• [Lesetext]
===

Neufeld: Die Ausstattung, also Kleider und Setting, fand ich sehr realistisch dargestellt. Die Frauen waren vielleicht einen Tick zu eloquent in der Artikulation ihrer teilweise recht komplexen Gedankengänge. Jedenfalls dafür, dass sie wenig Bildung hatten und nicht lesen und schreiben konnten. Ich zweifle daran, ob Frauen in solchen Mennonitengemeinschaften sich wirklich so gut ausdrücken könnten.

Was verbindet Sie persönlich mit der Geschichte?

Neufeld: Meine Grosseltern sind in der ehemaligen Sowjetunion geboren und zusammen mit ihren Familien geflüchtet, als die restriktiven Bedingungen ihnen ihren Glauben verboten haben. Meine Grossmutter erzählte mir, dass sie nachts mitten im Winter den Schlitten gepackt und – verfolgt vom russischen Militär – über den gefrorenen Amur-Fluss bis nach China geflüchtet sei.

Gehen oder Bleiben fragen sich die Frauen. Filmbild aus "Women Talking"
Gehen oder Bleiben fragen sich die Frauen. Filmbild aus "Women Talking"

Der Gedanke, wen sie beim Verlassen ihrer Heimat zurücklässt, so wie er auch im Film thematisiert wird, war auch bei ihr allgegenwärtig. Tatsächlich blieben ihre Geschwister zurück und später verschollen.

«Die Mennoniten haben sich aus der Täuferbewegung in Zürich heraus entwickelt.»

Wo haben die Mennoniten ihren Ursprung?

Neufeld: In der Schweiz. Während der Reformation in Zürich haben sich die Mennoniten aus der Täuferbewegung heraus entwickelt. Sie distanzierten sich von Zwingli, weil sie ganz bewusst von einer Trennung von Staat und Kirche ausgingen. Die Taufe empfanden sie als einen freiwilligen Schritt, der ganz bewusst auch den Schritt in die Glaubensgemeinschaft verkörpert.

===

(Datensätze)
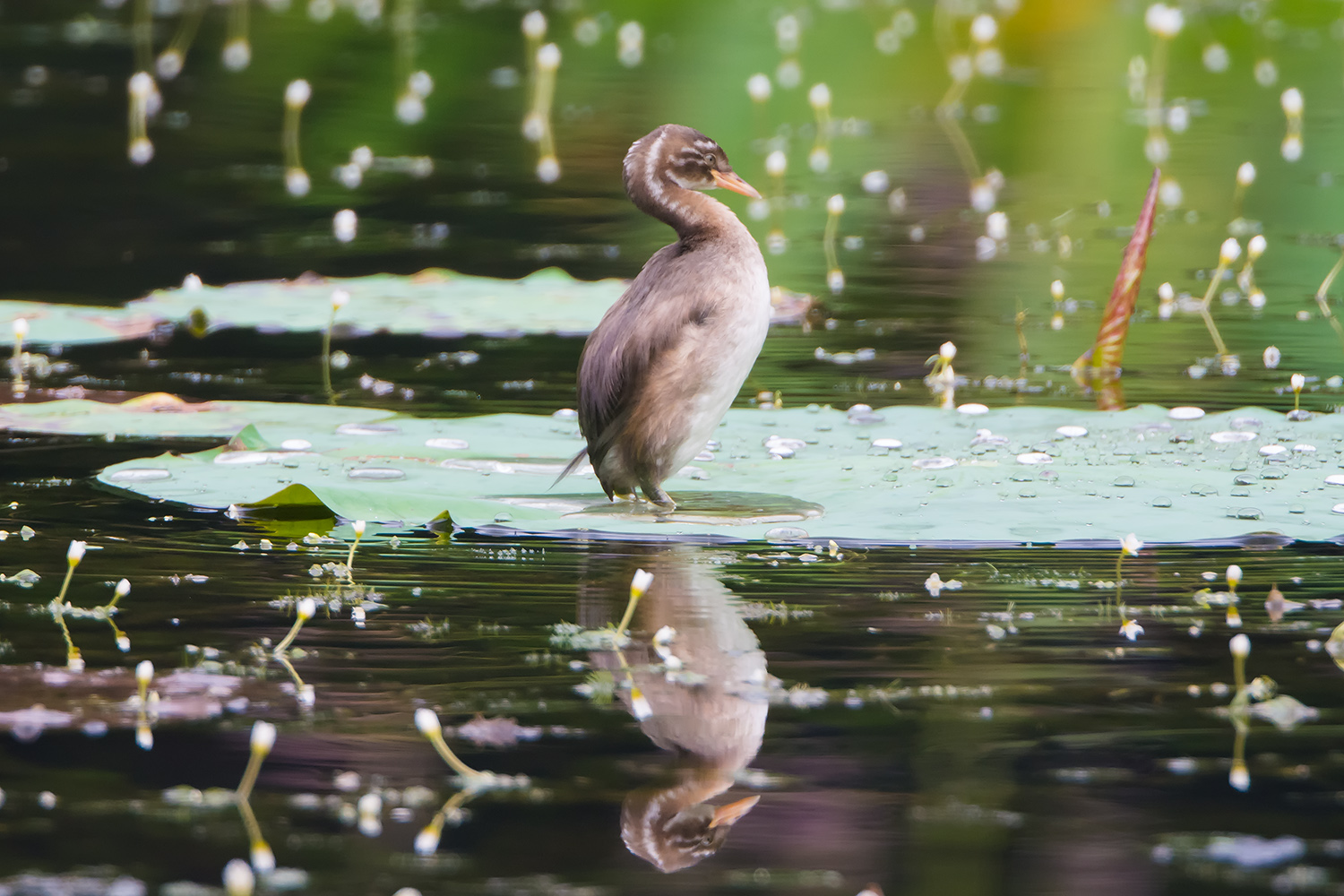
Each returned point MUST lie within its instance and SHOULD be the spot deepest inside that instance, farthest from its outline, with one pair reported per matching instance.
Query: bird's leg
(658, 495)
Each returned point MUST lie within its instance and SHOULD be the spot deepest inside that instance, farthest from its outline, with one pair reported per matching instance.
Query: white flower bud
(548, 58)
(263, 860)
(426, 721)
(548, 169)
(758, 88)
(640, 583)
(1292, 102)
(297, 93)
(1239, 645)
(426, 841)
(238, 877)
(534, 24)
(263, 737)
(996, 226)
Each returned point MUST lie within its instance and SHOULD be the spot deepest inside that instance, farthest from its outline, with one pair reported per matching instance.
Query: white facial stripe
(650, 171)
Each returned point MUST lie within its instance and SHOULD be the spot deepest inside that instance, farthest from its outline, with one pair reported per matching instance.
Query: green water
(1003, 737)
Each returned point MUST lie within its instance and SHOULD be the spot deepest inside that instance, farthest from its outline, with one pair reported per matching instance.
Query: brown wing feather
(647, 322)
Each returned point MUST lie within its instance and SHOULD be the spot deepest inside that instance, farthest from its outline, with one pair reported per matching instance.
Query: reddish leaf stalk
(1107, 354)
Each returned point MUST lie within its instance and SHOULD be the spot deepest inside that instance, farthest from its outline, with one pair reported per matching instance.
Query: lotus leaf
(432, 303)
(898, 476)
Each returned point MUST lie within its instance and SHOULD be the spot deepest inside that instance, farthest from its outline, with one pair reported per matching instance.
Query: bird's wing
(647, 322)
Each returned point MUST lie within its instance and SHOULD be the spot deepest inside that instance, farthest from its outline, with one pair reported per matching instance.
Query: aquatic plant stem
(1324, 304)
(327, 358)
(1219, 346)
(435, 737)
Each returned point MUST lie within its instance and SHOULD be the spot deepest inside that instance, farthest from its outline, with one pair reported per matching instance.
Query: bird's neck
(695, 217)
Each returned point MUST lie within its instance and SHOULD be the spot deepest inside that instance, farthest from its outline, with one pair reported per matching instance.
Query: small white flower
(640, 583)
(426, 841)
(263, 860)
(263, 737)
(1292, 102)
(426, 721)
(297, 93)
(640, 707)
(238, 877)
(758, 88)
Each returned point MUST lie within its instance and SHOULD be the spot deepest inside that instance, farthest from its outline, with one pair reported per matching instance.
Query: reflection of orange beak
(738, 185)
(726, 815)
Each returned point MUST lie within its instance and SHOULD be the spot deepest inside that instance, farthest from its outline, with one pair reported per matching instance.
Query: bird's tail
(573, 465)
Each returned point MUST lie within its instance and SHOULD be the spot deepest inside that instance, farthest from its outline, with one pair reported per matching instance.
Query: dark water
(1003, 737)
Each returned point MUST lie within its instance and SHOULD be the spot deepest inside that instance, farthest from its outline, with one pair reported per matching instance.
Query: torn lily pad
(1134, 470)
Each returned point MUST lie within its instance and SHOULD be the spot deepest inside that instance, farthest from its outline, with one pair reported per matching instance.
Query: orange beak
(733, 812)
(734, 183)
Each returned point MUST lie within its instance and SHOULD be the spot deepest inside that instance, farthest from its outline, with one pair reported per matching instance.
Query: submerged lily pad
(432, 303)
(1134, 470)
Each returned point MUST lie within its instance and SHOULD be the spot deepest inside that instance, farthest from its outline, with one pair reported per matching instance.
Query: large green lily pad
(433, 303)
(1007, 476)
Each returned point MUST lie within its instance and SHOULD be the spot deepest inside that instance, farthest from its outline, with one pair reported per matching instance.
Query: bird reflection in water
(710, 712)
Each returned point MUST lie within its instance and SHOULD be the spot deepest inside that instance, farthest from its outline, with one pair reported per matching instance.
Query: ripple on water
(376, 473)
(1228, 437)
(368, 429)
(139, 474)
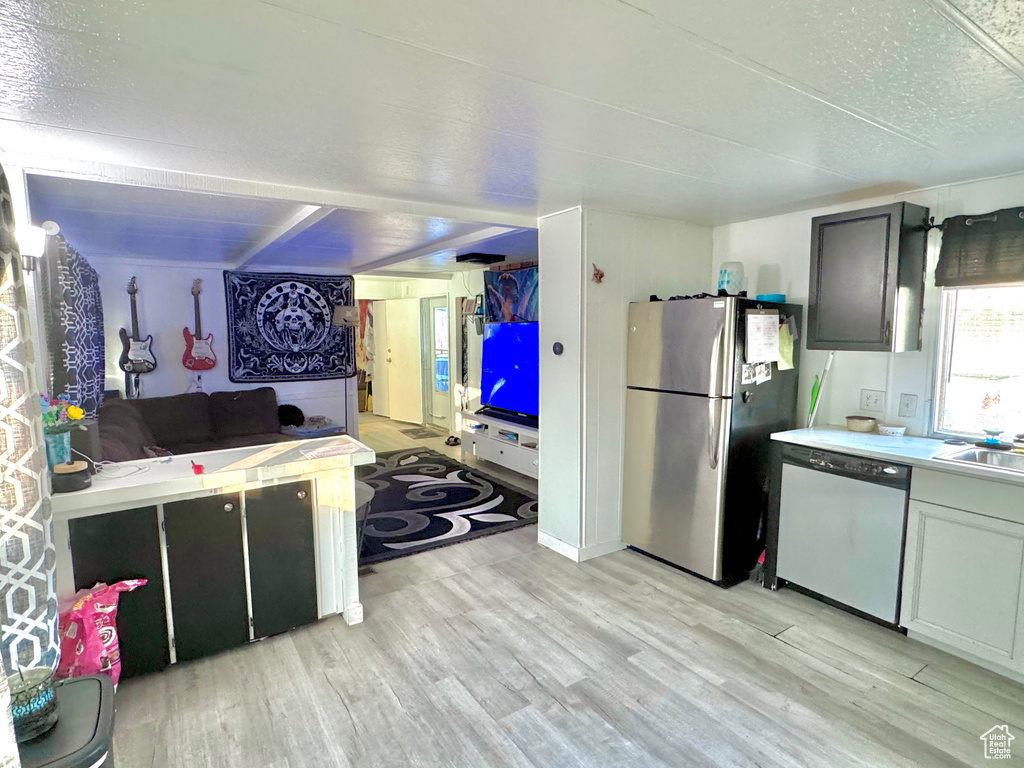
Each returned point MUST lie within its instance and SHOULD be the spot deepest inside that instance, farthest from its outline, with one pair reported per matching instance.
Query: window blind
(982, 250)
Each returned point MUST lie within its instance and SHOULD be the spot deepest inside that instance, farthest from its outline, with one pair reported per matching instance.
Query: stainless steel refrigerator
(697, 448)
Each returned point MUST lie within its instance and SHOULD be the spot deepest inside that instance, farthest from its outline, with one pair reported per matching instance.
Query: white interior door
(381, 399)
(561, 421)
(403, 360)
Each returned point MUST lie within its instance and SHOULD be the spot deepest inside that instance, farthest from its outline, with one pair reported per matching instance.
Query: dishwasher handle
(855, 467)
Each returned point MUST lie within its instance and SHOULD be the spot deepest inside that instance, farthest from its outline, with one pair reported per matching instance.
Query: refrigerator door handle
(715, 430)
(716, 364)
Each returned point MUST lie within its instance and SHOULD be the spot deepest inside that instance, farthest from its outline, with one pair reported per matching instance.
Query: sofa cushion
(249, 412)
(177, 419)
(123, 433)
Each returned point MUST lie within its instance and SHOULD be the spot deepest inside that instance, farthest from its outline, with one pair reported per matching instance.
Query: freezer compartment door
(682, 346)
(675, 477)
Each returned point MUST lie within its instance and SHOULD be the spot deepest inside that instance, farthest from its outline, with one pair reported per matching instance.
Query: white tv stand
(511, 445)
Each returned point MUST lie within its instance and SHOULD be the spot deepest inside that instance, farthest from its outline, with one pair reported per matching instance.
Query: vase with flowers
(59, 417)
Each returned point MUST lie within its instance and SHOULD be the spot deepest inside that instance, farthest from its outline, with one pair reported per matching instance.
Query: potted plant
(59, 417)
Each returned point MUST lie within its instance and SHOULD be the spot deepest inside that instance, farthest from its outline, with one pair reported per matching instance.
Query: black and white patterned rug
(423, 500)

===

• [Arbeitsaufträge]
**1.** Nenne sämtliche geografischen Namen (Länder, Städte, Gewässer), die im Interview über die Mennoniten vorkommen.
**2.** Führe das Interview über die Mennoniten nach der Antwort zur Taufe weiter.

• [Lösungen]
**1.**
- Sowjetunion
- Amur-Fluss
- China
- Schweiz
- Zürich

**2.**
Huldrych Zwingli – Denkmal des Reformators vor der Wasserkirche Zürich
Huldrych Zwingli – Denkmal des Reformators vor der Wasserkirche Zürich

Fast zeitgleich entstanden ähnliche Bewegungen in Holland und Deutschland. Ihren Namen gab der evangelischen Freikirchenbewegung der holländische Theologe Menno Simons. Die meisten mennonitischen Gemeinden entschieden sich bald dafür, Feinden gegenüber nicht konfliktvoll zu begegnen, um zu überleben. Was nicht unbedingt bedeutet, dass alle nach innen gewaltfrei gewirkt hätten.

Wie sieht es mit der Mennonitenfamilie in der Schweiz aus? Vertritt diese eine modernere Einstellung?

Neufeld: Die mennonitische Gemeinschaft in der Schweiz hat ungefähr 2500 getaufte Mitglieder. Der Grossteil der Gemeinden setzt vollkommen auf Gleichstellung von Frauen und Männern, auch in Leitungspositionen. Es gibt nur einzelne Gemeinden, in denen Frauen nicht predigen dürfen.

Mennoniten-Gemeinde Schänzli in Muttenz
Mennoniten-Gemeinde Schänzli in Muttenz

Bei der Integration von LGBTQ-Menschen laufen seit ungefähr zwei Jahren Gesprächsprozesse, in denen sich Verband und Gemeinden intensiver damit beschäftigen. Sie versuchen einen Weg zu finden, die traditionelle Verankerung aufzubrechen. Dafür nimmt man sich Zeit, diskutiert die verschiedenen Anliegen und versucht einander zuzuhören. Es gibt keine leitende Instanz, die für alle anderen entscheidet.

«Bei kontroversen Themen gibt es eine starke Debattenkultur.»

Das ist typisch für Mennoniten. Bei kontroversen Themen gibt es eine starke Debattenkultur, dadurch dauern die Prozesse vielleicht länger, aber dafür stehen die Menschen stärker hinter diesen Entscheidungen.

*Riki Neufeld ist Pastor in der Mennonitengemeinde Schänzli in Muttenz (BL). Nebenberuflich macht er den Master in Transformationsstudien an der CVJM Hochschule in Kassel (D). Er wurde in Paraguay geboren, sein Weg führte über Südamerika, Kanada und Deutschland in die Schweiz.

Der Film «Women Talking» läuft derzeit im Kino Uto in Zürich und im Kino Kult Atelier in Basel.


Die schuldigen Männer der Mennonitengemeinschaft. Filmbild aus «Women Talking» | © YouTube/Universal Pictures Switzerland
17. März 2023 | 05:00
Lesezeit: ca. 5 Min.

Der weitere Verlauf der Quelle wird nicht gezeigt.